» RECORD SET
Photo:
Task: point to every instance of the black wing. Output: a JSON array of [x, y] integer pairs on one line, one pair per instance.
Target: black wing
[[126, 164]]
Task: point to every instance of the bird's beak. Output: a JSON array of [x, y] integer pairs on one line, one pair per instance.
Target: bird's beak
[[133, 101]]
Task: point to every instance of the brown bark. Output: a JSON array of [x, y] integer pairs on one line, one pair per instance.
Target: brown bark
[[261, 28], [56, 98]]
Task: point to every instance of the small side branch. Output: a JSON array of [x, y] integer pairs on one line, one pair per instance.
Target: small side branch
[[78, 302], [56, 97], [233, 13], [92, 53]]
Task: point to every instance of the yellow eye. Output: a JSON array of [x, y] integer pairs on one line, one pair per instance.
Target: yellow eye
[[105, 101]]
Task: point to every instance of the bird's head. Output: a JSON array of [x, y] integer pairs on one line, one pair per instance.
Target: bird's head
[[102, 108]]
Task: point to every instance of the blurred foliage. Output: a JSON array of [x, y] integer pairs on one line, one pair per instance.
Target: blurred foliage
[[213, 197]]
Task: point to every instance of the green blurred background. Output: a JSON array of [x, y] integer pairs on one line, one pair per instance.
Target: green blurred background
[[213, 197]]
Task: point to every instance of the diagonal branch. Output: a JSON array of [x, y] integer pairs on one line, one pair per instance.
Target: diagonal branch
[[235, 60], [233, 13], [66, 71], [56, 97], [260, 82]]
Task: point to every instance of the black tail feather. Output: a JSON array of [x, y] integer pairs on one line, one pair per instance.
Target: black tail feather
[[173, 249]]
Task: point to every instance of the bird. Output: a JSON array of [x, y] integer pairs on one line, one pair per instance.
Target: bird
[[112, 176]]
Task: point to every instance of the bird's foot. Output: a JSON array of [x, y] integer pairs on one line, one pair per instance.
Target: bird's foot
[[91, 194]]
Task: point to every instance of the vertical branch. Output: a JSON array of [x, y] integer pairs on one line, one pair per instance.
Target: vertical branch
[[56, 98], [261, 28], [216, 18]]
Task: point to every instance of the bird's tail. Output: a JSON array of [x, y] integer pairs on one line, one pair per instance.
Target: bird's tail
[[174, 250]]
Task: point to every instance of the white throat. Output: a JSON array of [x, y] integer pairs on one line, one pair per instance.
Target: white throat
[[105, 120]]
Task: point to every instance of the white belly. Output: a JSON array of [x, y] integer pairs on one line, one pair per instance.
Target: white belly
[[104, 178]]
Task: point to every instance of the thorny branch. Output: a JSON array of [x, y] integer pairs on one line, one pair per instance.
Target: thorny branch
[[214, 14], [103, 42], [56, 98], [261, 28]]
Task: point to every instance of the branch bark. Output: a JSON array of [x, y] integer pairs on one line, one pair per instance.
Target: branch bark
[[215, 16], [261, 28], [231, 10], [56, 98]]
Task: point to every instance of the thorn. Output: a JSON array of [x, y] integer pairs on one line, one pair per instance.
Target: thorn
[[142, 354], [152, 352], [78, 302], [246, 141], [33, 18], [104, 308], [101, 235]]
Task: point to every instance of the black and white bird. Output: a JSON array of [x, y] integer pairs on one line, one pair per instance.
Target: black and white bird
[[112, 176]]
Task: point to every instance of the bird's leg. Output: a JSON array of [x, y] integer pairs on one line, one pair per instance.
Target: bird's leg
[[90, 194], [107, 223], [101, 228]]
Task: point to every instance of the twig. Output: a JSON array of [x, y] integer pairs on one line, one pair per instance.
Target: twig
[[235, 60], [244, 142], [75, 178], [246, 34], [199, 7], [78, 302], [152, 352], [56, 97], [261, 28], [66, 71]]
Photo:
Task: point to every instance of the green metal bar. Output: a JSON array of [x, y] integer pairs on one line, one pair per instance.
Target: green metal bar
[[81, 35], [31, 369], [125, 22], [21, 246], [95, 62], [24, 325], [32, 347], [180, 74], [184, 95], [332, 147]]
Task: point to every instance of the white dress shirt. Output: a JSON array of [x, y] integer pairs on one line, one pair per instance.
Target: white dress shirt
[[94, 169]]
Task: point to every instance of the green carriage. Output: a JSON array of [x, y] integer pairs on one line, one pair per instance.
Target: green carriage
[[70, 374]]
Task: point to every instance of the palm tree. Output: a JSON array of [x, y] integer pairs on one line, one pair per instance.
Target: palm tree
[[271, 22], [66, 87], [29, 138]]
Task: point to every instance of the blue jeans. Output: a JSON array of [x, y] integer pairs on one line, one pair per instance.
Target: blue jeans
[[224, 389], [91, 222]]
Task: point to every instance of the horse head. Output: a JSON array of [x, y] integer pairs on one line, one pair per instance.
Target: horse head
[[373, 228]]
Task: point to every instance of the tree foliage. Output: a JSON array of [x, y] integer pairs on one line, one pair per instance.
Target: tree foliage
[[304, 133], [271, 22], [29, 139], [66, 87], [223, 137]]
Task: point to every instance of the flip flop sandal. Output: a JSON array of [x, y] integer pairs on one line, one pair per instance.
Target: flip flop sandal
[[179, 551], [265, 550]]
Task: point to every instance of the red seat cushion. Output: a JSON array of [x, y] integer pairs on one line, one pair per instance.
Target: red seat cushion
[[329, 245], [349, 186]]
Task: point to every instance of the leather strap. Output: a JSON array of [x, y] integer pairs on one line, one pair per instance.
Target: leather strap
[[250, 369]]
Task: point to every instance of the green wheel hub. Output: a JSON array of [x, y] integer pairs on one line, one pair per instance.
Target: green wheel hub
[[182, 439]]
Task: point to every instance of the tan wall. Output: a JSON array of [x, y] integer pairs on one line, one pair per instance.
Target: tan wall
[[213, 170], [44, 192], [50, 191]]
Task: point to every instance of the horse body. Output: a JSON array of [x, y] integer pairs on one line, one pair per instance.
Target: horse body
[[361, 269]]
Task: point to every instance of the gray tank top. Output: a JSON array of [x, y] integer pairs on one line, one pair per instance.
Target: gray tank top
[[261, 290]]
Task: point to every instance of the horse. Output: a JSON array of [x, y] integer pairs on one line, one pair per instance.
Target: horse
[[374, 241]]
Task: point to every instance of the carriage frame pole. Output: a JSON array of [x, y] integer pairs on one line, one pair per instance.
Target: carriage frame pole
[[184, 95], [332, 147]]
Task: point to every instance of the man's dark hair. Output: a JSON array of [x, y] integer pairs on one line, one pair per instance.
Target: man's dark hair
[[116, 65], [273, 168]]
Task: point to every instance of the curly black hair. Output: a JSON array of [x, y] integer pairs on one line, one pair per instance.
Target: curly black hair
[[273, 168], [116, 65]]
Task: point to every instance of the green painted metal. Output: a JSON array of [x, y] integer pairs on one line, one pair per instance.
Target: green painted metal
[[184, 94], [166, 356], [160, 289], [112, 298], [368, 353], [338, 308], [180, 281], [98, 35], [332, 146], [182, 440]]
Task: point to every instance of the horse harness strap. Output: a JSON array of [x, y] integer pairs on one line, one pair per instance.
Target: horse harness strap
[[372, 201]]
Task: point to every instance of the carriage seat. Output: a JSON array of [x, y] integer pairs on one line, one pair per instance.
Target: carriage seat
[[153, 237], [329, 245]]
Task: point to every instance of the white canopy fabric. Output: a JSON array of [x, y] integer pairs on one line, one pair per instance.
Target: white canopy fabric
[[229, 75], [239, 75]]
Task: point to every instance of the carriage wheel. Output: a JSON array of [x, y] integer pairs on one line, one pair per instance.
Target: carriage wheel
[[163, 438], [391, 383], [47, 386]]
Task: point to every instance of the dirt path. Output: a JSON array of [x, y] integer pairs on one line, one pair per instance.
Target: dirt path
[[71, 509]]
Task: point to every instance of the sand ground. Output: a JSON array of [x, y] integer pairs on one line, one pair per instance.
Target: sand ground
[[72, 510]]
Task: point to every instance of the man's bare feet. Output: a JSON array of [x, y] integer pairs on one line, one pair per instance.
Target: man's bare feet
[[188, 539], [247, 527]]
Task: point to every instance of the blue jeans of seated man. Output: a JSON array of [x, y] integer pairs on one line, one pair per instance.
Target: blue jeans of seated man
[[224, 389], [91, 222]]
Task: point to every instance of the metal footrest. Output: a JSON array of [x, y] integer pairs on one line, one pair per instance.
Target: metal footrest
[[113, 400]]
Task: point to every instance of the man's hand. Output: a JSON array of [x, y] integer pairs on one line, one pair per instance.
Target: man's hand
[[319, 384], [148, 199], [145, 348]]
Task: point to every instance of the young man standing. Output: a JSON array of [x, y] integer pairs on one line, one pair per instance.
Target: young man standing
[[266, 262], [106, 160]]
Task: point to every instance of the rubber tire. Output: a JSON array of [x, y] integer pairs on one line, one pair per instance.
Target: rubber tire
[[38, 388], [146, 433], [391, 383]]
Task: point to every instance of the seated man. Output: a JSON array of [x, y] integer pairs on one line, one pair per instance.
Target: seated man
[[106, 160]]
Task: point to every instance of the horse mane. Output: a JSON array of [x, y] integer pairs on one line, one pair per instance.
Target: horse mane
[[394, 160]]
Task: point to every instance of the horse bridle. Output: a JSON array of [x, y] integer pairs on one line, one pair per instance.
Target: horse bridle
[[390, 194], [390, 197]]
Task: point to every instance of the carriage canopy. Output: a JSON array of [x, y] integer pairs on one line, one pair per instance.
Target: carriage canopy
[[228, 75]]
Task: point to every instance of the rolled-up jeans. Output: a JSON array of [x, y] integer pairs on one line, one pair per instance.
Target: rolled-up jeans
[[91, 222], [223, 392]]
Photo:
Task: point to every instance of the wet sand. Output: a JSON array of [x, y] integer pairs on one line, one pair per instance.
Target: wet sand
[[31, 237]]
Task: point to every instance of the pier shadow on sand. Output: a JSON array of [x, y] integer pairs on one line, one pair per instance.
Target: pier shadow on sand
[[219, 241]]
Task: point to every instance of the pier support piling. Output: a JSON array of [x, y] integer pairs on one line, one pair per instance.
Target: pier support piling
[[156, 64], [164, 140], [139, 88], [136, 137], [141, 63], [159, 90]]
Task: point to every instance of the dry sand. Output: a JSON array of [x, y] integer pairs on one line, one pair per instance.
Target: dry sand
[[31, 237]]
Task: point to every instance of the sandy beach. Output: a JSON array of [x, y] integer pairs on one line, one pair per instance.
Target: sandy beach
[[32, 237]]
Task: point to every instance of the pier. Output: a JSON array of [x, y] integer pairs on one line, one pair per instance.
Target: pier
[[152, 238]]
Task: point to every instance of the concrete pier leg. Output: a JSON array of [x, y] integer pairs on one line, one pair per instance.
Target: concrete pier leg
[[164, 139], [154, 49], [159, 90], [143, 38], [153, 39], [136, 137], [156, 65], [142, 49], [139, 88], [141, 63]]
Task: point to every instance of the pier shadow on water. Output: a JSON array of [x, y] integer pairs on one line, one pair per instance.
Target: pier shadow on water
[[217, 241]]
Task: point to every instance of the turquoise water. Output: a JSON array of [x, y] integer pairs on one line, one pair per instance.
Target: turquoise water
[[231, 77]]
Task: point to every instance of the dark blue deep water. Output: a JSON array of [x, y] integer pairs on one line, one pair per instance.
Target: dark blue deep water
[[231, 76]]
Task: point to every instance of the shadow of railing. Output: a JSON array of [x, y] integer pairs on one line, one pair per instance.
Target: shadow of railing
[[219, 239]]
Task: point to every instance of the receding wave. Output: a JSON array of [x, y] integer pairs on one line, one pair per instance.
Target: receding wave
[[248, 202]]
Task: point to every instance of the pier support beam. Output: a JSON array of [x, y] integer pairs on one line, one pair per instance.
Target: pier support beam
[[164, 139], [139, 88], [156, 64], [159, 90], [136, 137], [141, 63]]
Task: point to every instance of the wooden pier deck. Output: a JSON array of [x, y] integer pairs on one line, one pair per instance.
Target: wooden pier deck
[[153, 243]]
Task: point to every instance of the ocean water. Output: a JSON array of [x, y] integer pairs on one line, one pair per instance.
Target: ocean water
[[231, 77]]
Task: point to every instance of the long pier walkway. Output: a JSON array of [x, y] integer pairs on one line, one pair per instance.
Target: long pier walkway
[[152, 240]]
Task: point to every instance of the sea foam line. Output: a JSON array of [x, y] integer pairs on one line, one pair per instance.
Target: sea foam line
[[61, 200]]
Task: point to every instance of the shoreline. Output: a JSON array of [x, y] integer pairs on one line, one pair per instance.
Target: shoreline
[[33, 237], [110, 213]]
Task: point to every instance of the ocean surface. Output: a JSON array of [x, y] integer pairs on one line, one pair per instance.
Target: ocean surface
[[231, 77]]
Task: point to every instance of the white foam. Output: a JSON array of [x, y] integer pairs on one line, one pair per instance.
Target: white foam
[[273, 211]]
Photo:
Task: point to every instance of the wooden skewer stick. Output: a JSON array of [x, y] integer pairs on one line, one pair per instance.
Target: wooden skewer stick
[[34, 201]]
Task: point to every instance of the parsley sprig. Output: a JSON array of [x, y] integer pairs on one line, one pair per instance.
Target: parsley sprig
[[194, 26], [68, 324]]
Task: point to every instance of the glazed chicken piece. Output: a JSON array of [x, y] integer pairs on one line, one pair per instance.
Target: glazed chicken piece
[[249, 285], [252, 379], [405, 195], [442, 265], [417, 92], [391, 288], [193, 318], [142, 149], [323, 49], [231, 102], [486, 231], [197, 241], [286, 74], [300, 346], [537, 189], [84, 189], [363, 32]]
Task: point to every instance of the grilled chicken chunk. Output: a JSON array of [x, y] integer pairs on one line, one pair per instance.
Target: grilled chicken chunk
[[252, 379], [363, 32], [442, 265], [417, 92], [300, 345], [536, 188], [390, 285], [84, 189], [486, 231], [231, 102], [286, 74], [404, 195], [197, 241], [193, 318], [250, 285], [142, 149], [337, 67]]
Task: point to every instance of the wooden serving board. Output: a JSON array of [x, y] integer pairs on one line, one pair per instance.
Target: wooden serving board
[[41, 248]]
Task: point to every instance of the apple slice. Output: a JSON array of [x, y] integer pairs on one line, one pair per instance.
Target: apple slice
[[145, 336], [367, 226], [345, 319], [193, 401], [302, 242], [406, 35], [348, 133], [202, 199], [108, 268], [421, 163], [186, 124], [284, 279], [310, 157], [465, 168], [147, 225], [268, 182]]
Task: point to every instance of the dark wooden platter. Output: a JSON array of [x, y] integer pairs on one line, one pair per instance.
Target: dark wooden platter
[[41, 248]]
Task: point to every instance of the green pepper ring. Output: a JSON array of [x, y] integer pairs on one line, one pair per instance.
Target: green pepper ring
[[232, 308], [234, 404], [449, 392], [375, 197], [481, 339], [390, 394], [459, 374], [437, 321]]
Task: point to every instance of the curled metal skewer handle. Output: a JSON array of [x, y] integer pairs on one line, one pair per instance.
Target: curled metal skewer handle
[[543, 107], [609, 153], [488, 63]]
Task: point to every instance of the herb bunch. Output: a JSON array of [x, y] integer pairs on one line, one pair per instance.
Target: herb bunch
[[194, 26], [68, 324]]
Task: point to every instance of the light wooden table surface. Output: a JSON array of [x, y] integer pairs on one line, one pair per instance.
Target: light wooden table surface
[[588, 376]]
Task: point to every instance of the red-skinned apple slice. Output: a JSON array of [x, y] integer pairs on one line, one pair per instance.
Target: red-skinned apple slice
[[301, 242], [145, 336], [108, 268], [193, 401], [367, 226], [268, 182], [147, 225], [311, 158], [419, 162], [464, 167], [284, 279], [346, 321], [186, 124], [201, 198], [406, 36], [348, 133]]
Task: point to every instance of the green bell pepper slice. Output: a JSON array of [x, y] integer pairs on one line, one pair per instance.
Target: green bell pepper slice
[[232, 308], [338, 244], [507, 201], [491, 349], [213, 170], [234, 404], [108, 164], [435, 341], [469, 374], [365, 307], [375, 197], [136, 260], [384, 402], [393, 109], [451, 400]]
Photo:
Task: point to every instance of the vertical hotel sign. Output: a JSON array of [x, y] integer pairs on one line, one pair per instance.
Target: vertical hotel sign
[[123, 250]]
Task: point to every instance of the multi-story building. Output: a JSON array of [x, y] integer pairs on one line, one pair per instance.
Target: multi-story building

» EXERCISE BRIEF
Among the lines above, find those with the word "story" and list them.

» EXERCISE RESPONSE
Task: point to every instance of the multi-story building. Output: a JSON array of [x, y] integer pairs on one line, one pair per instance.
Target: multi-story building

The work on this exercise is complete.